---------- ТЕКСТ ДЛЯ ЧТЕНИЯ

Нечего говорить о разных его выходках, которые везде повторялись. Например, в Царском Селе Захаржевского медвежонок сорвался с цепи от столба, на котором была устроена его будка, и побежал в сад, где мог встретиться в тёмной аллее с императором, если бы на этот раз не встрепенулся его маленький шарло и не предостерёг бы от этой опасной встречи. Медвежонок, разумеется, тотчас был истреблён, а Пушкин при этом случае не обинуясь говорил: «Нашёлся один добрый человек, да и тот медведь!» Таким же образом он во всеуслышание в театре кричал: «Теперь самое безопасное время – по Неве идёт лёд». В переводе: нечего опасаться крепости. Конечно, болтовня эта – вздор; но этот вздор, похожий несколько на поддразнивание, переходил из уст в уста и порождал разные толки, имевшие своё развитие; следовательно, и тут далее некоторым образом достигалась цель, которой он несознательно (?) содействовал.
Между тем тот же Пушкин, либеральный по своим воззрениям34, имел какую-то жалкую привычку изменять благородному своему характеру и очень часто сердил меня тем, что любил, например, вертеться у оркестра около Орлова, Чернышёва, Киселёва и других: они с покровительственной улыбкой выслушивали его шутки, остроты. Случалось из кресел сделать ему знак, он тотчас прибежит. Говоришь, бывало: «Что тебе за охота, любезный друг, возиться с этим народом; ни в одном из них ты не найдёшь сочувствия и пр.». Он терпеливо выслушает, начнёт щекотать, обнимать, что обычно делал, когда потеряется. Потом смотришь – Пушкин опять с тогдашними Львами! (Анахронизм: тогда не существовало ещё этого аристократического прозвища. Извините!)
Странное смешение в этом великолепном создании! Никогда не переставал я любить его, знаю, что и он платил мне тем же чувством; но невольно из дружбы к нему желалось, чтобы он наконец настоящим образом взглянул на себя и понял своё призвание. Видно, впрочем, что не могло и не должно было быть иначе; видно, нужна была и эта разработка, коловшая нам, слепым, глаза.

--------------------

◆ **ПИСЬМЕННОЕ ЗАДАНИЕ A**:
Проверьте, согласуются ли с текстом для чтения утверждения ниже. Для каждого ответьте «да» или «нет» и приведите дословно те слова текста, которые это решают.
(i) Сорвавшийся с цепи медвежонок остался жив.
(ii) Пушкин говорил о льде на Неве в театре, во всеуслышание.
(iii) Пушкин любил вертеться у оркестра около Орлова, Чернышёва, Киселёва и других.

---------- ДАННЫЕ УПРАЖНЕНИЯ

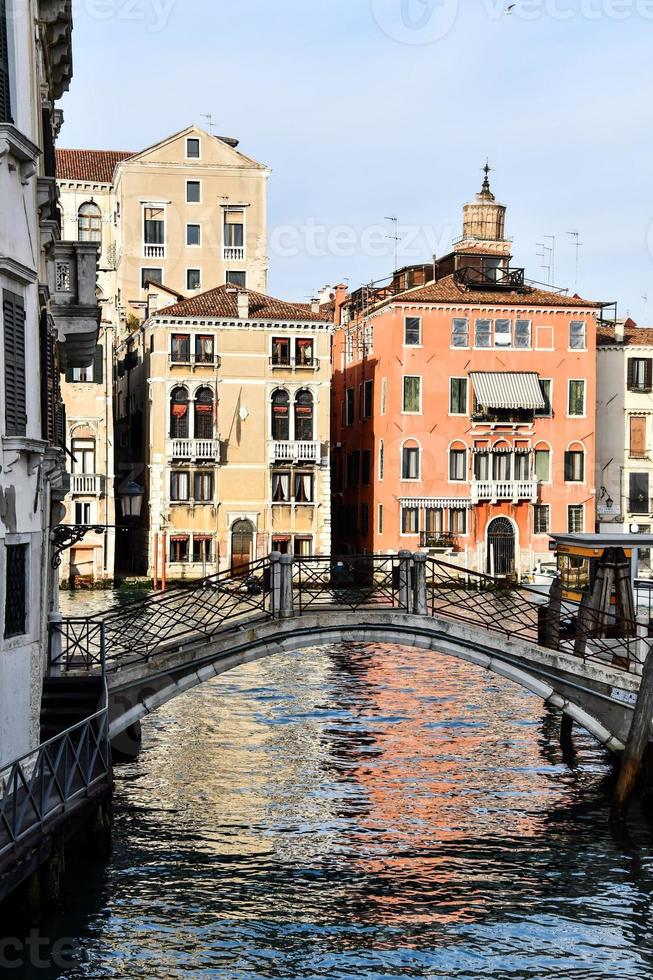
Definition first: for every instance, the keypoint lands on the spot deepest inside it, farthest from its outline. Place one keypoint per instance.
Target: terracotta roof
(447, 290)
(92, 166)
(222, 303)
(634, 336)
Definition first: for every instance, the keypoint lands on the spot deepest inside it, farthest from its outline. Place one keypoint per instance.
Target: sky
(369, 109)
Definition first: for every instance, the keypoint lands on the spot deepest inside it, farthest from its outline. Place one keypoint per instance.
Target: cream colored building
(184, 215)
(236, 389)
(625, 431)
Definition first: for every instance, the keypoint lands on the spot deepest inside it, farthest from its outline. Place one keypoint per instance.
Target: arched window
(204, 414)
(179, 414)
(410, 461)
(280, 414)
(89, 223)
(304, 416)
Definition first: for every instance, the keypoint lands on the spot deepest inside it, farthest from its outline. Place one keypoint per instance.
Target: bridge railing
(135, 632)
(51, 780)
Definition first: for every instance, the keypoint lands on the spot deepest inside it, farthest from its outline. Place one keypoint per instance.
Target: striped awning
(508, 389)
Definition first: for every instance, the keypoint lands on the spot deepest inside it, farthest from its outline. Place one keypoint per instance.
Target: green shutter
(5, 90)
(98, 365)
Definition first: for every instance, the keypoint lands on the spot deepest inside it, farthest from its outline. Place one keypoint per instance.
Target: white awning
(508, 389)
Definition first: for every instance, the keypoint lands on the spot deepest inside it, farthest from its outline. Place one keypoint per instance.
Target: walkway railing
(50, 781)
(282, 586)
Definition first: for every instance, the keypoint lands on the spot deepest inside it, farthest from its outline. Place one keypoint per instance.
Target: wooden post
(638, 737)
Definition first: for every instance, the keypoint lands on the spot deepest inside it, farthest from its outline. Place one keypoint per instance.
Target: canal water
(360, 811)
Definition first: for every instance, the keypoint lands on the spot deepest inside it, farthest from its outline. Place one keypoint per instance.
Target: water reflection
(364, 811)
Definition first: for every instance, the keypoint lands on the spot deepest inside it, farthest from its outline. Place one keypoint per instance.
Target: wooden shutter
(637, 435)
(98, 366)
(13, 316)
(5, 90)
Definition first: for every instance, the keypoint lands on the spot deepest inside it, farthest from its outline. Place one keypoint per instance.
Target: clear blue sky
(368, 108)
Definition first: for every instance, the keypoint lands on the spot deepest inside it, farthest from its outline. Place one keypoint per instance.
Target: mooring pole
(638, 737)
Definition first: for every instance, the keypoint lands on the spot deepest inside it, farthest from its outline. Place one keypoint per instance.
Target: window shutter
(5, 90)
(98, 365)
(13, 315)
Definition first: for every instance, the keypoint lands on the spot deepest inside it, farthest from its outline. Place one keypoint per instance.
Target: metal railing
(134, 633)
(53, 779)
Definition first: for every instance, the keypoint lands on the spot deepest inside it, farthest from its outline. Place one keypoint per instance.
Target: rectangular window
(280, 487)
(234, 229)
(410, 520)
(460, 332)
(193, 192)
(154, 227)
(204, 349)
(13, 317)
(304, 351)
(458, 521)
(541, 521)
(304, 488)
(16, 590)
(503, 333)
(543, 465)
(575, 519)
(410, 463)
(457, 465)
(180, 348)
(638, 493)
(83, 514)
(151, 275)
(179, 545)
(640, 373)
(202, 549)
(5, 87)
(545, 387)
(412, 331)
(236, 278)
(483, 333)
(638, 436)
(412, 395)
(193, 279)
(577, 398)
(458, 396)
(574, 466)
(368, 399)
(203, 486)
(179, 486)
(578, 335)
(366, 467)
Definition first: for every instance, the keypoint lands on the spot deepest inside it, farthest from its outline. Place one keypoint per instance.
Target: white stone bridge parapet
(167, 644)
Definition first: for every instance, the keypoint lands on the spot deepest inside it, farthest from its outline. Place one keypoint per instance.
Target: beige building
(624, 477)
(236, 392)
(181, 216)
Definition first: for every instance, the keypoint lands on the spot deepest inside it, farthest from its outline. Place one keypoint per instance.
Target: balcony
(294, 452)
(154, 251)
(206, 449)
(72, 271)
(86, 484)
(513, 490)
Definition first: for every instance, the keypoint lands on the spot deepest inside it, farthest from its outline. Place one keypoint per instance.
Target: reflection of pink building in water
(464, 408)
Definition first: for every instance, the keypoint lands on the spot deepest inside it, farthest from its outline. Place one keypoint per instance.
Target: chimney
(243, 304)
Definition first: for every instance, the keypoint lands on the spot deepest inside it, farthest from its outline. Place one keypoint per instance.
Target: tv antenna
(578, 245)
(396, 238)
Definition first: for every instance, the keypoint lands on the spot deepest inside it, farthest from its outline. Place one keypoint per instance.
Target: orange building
(464, 408)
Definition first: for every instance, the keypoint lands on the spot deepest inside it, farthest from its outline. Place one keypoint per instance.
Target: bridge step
(67, 701)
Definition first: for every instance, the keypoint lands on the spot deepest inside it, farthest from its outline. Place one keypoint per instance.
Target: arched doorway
(500, 547)
(242, 546)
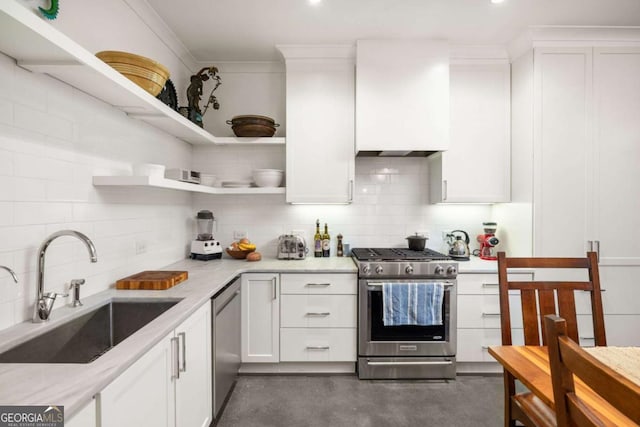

--------------------

◆ **ПИСЬМЕННОЕ ЗАДАНИЕ B**:
Выпишите из записей все строки, где встречается слово "railing".

◆ **ИТОГОВЫЙ РЕЗУЛЬТАТ A**:
(i) Нет: «Медвежонок, разумеется, тотчас был истреблён».
(ii) Да: «он во всеуслышание в театре кричал».
(iii) Да: «любил, например, вертеться у оркестра около Орлова, Чернышёва, Киселёва и других».

◆ **ИТОГОВЫЙ РЕЗУЛЬТАТ B**:
Target: bridge railing
Target: walkway railing
Target: metal railing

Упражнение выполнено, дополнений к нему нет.